▶ [Task material]
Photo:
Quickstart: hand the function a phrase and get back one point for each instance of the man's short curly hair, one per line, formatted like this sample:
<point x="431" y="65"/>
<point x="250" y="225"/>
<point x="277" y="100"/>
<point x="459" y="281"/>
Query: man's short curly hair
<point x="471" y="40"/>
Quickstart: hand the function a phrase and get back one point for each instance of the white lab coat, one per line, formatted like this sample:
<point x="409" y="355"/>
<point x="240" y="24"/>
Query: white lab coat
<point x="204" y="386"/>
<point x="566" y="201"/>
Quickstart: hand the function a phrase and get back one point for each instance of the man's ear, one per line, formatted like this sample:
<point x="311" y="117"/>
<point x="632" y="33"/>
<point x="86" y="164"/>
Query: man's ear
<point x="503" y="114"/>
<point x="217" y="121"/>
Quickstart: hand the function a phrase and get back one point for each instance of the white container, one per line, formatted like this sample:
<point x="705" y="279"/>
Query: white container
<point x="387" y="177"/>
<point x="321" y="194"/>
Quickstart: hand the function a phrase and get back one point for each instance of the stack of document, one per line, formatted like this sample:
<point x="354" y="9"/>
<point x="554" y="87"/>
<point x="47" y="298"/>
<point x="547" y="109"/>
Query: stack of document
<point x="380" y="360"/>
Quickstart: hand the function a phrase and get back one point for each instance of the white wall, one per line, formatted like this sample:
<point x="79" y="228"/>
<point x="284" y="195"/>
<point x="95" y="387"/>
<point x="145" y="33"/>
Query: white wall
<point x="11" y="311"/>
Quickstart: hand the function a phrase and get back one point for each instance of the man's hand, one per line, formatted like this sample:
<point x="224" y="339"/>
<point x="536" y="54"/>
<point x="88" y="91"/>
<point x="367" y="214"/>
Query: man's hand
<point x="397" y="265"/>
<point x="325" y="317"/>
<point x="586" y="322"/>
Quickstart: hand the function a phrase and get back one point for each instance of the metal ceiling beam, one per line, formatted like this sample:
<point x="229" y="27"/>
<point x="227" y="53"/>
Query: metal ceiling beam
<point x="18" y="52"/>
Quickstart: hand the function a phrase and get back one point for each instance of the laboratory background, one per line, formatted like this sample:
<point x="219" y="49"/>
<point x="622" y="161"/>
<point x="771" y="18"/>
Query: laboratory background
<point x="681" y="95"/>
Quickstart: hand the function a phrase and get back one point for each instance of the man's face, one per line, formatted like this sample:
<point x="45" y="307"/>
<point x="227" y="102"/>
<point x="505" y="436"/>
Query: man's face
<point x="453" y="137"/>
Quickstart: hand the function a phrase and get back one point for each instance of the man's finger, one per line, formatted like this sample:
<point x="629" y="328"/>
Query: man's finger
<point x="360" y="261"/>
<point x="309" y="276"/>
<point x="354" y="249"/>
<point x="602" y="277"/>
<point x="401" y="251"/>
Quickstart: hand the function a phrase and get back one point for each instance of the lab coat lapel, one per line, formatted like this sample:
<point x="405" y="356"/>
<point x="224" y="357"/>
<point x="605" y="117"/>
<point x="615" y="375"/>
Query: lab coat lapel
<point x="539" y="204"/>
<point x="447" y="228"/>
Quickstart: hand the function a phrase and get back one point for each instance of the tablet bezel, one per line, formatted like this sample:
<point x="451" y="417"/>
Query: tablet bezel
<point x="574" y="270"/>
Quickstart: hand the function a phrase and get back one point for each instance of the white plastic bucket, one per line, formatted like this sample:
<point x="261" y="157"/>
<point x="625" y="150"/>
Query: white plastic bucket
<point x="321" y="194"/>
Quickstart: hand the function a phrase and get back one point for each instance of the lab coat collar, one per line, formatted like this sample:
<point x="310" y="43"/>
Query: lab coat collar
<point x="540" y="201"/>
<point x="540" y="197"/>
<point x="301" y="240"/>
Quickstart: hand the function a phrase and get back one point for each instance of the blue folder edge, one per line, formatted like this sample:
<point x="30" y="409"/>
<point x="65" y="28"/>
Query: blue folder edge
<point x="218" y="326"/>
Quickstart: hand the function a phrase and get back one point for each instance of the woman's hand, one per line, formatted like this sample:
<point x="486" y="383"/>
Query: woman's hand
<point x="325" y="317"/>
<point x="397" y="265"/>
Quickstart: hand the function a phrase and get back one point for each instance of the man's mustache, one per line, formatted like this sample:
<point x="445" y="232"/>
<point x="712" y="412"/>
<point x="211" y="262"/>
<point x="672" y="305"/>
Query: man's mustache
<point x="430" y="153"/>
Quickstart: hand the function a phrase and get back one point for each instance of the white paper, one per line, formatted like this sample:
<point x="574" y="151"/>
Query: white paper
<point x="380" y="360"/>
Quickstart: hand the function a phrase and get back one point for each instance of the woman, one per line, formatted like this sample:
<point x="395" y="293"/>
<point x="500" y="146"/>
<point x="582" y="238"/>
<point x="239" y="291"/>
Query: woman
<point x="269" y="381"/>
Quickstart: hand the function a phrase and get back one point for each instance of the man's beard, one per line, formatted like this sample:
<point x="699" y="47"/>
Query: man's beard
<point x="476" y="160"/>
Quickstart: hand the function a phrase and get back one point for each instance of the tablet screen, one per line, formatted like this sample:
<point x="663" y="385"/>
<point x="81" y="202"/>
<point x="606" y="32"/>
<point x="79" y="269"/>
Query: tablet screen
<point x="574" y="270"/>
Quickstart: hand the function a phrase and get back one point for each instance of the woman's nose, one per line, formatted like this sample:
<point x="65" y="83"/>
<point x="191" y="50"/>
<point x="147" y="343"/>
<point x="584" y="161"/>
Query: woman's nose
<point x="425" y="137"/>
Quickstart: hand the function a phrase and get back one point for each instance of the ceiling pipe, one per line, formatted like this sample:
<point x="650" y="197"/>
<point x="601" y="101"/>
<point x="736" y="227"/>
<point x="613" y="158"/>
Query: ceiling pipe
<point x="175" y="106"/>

▶ [Work to be completed]
Extract the listing in its entirety, matching it exactly.

▶ [Right answer]
Photo:
Quickstart: hand the function a phrase and get back one point for each instance of the man's short curly hair, one per line, formatted like this sample:
<point x="431" y="65"/>
<point x="250" y="225"/>
<point x="277" y="100"/>
<point x="459" y="281"/>
Query: man's short curly hair
<point x="471" y="40"/>
Quickstart: hand the function a phrase and get back one point for each instance of the white lab coat, one per line, formatted like this sample:
<point x="409" y="355"/>
<point x="240" y="24"/>
Query: white lab coat
<point x="204" y="386"/>
<point x="566" y="201"/>
Quickstart: hand the function a phrase and get back one point for each instance of the man's ear, one per line, formatted like this sample:
<point x="311" y="117"/>
<point x="632" y="33"/>
<point x="86" y="164"/>
Query: man's ear
<point x="503" y="114"/>
<point x="217" y="121"/>
Quickstart: hand the function a phrase and get back one point for each instance of the white container, one per line, formatted like this sample:
<point x="705" y="279"/>
Query: white container
<point x="387" y="177"/>
<point x="321" y="194"/>
Quickstart: hand the function a phrase and get back one point for each instance of the stack of document, one per line, formatted like this sample:
<point x="354" y="9"/>
<point x="554" y="87"/>
<point x="47" y="298"/>
<point x="547" y="109"/>
Query: stack of document
<point x="380" y="360"/>
Quickstart: hand the function a phrase and get back one point for each instance of the white wall, one per line, formatted like this sample:
<point x="79" y="228"/>
<point x="284" y="195"/>
<point x="95" y="387"/>
<point x="145" y="33"/>
Query: white wall
<point x="11" y="311"/>
Quickstart: hand the function a phrase and get back one point for each instance of the man's hand, one per line, formatted like this sample:
<point x="224" y="339"/>
<point x="536" y="54"/>
<point x="88" y="91"/>
<point x="367" y="214"/>
Query: man's hand
<point x="397" y="265"/>
<point x="325" y="317"/>
<point x="586" y="322"/>
Quickstart: hand the function a phrase and get back one point for each instance of the metal ceiling beam, one per line, formatted like this sample:
<point x="229" y="27"/>
<point x="227" y="53"/>
Query: metal ceiling beam
<point x="18" y="52"/>
Quickstart: hand the function a phrase and get back one point for each instance of the laboratory background, one per line, formatted like this sample:
<point x="219" y="49"/>
<point x="622" y="161"/>
<point x="771" y="18"/>
Query: laboratory background
<point x="681" y="95"/>
Quickstart: hand the function a phrase and get back one point for each instance of the man's face, one per line, formatted like this sample:
<point x="45" y="307"/>
<point x="227" y="102"/>
<point x="505" y="436"/>
Query: man's face
<point x="453" y="137"/>
Quickstart: hand the function a phrase and get back one point for each instance of the man's finger, one per line, formatted like this sample:
<point x="629" y="328"/>
Query: man's finger
<point x="360" y="261"/>
<point x="309" y="276"/>
<point x="354" y="249"/>
<point x="602" y="277"/>
<point x="401" y="251"/>
Quickstart: hand the function a phrase and get back one point for each instance of the lab coat lapel, one per line, formatted like this sample:
<point x="405" y="356"/>
<point x="224" y="357"/>
<point x="605" y="117"/>
<point x="615" y="375"/>
Query: lab coat lapel
<point x="539" y="204"/>
<point x="447" y="228"/>
Quickstart: hand the function a phrase and get back one point for each instance of the tablet bezel, one per line, formatted like this sample:
<point x="451" y="417"/>
Query: tablet bezel
<point x="574" y="270"/>
Quickstart: hand the function a phrase and get back one point for each instance of the white plastic bucket, one per line, formatted like this sample:
<point x="261" y="157"/>
<point x="625" y="150"/>
Query: white plastic bucket
<point x="321" y="194"/>
Quickstart: hand the function a phrase and get back one point for each instance of the lab coat collar, one per line, formatted like this sample:
<point x="310" y="43"/>
Query: lab coat collar
<point x="540" y="201"/>
<point x="540" y="197"/>
<point x="301" y="240"/>
Quickstart: hand the function a phrase and get back one point for each instance of the blue folder edge, one per line, formatted like this sample:
<point x="30" y="409"/>
<point x="65" y="28"/>
Query: blue folder edge
<point x="218" y="326"/>
Quickstart: hand the function a phrase and get back one point for each instance of the woman's hand, one per line, formatted like this sample:
<point x="486" y="383"/>
Query: woman's hand
<point x="325" y="317"/>
<point x="397" y="265"/>
Quickstart: hand the function a phrase and get back one point for each instance of the man's mustache, one per line, formatted like this sample:
<point x="445" y="232"/>
<point x="712" y="412"/>
<point x="211" y="262"/>
<point x="672" y="305"/>
Query: man's mustache
<point x="430" y="153"/>
Quickstart: hand the function a phrase and get back one point for each instance of the white paper, one per line, formatted like this sample:
<point x="574" y="151"/>
Query: white paper
<point x="380" y="360"/>
Quickstart: hand the function a phrase and get back one point for each instance of the woman, one per line, formatted like this sample:
<point x="395" y="293"/>
<point x="500" y="146"/>
<point x="582" y="238"/>
<point x="239" y="291"/>
Query: woman
<point x="269" y="381"/>
Quickstart: hand the function a phrase and get back one point for each instance of the man's beard, one per line, formatted like this sample:
<point x="699" y="47"/>
Query: man's beard
<point x="476" y="160"/>
Quickstart: hand the function a phrase and get back one point for each instance of the tablet screen, one per line, formatted like this sample:
<point x="663" y="385"/>
<point x="81" y="202"/>
<point x="606" y="32"/>
<point x="79" y="269"/>
Query: tablet screen
<point x="574" y="270"/>
Quickstart: hand the function a phrase and get back one point for each instance of the woman's nose, one per line, formatted like this sample:
<point x="65" y="83"/>
<point x="191" y="50"/>
<point x="147" y="343"/>
<point x="584" y="161"/>
Query: woman's nose
<point x="425" y="137"/>
Quickstart: hand the function a phrase and get back one point for each instance of the ceiling pipe, one per line, formatted like this sample:
<point x="650" y="197"/>
<point x="601" y="101"/>
<point x="736" y="227"/>
<point x="613" y="158"/>
Query: ceiling pipe
<point x="175" y="106"/>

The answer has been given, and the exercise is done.